> WHAT THE TASK ASKS:
Reproduce the material starting at the line containing "Tag the mowed" and ending at the line containing "[(1013, 687), (797, 535), (1006, 550), (593, 569)]", with "white runway marking" swapped for "white runway stripe" and nothing else altered.

[Pointing dataset records]
** begin **

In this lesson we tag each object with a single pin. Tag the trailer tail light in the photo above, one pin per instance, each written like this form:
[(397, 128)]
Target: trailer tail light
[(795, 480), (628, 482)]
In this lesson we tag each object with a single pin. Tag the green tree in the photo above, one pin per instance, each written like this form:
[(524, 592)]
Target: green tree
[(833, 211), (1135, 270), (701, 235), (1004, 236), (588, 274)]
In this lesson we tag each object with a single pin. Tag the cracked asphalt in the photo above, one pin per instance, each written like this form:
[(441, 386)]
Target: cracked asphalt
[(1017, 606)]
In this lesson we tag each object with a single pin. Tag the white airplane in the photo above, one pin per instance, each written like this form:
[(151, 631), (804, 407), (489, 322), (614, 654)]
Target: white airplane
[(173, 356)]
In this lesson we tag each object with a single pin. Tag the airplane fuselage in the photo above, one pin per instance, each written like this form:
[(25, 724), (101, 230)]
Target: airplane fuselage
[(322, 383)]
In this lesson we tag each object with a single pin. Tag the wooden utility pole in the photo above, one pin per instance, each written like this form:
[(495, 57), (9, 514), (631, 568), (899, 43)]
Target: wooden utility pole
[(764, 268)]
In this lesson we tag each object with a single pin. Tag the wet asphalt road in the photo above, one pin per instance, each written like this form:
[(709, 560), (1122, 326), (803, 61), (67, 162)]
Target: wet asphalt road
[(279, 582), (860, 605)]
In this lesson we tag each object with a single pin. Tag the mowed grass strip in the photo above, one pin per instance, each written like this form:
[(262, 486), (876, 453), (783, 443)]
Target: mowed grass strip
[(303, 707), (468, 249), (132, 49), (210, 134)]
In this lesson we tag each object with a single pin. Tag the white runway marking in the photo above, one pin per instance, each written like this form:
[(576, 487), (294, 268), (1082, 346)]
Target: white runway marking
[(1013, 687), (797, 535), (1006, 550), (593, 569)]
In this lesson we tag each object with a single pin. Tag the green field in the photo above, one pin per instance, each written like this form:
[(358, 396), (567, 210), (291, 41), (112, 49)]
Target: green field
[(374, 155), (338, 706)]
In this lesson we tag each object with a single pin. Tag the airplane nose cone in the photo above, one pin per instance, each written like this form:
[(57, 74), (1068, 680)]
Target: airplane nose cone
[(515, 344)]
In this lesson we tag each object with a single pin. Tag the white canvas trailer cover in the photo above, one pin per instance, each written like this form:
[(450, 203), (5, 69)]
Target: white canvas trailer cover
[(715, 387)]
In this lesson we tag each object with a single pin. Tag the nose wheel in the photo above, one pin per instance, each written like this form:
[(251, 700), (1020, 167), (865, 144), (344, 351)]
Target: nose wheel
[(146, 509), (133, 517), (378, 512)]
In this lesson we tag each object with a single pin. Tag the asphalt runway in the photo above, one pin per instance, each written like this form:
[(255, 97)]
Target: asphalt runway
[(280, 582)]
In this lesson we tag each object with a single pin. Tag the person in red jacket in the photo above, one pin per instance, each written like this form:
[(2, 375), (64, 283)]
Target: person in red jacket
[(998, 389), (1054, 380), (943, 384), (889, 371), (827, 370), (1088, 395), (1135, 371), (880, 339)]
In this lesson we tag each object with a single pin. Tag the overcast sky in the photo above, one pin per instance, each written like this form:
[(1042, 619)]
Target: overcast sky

** end **

> COMPLETED EXERCISE:
In this lesson we tag each object with a single pin. Tag the mowed grass strip in the photo above, one pin per instance, each written like this form:
[(262, 486), (876, 453), (783, 443)]
Target: mowed grass strip
[(303, 707), (468, 249), (132, 49), (210, 134)]
In this lesson we tag each object with a single pin. Tag the white runway stripe in the photo above, one pin per instance, each written like this form:
[(576, 487), (294, 268), (1082, 346)]
Target: white runway stripe
[(1013, 687), (797, 535), (1006, 550), (593, 569)]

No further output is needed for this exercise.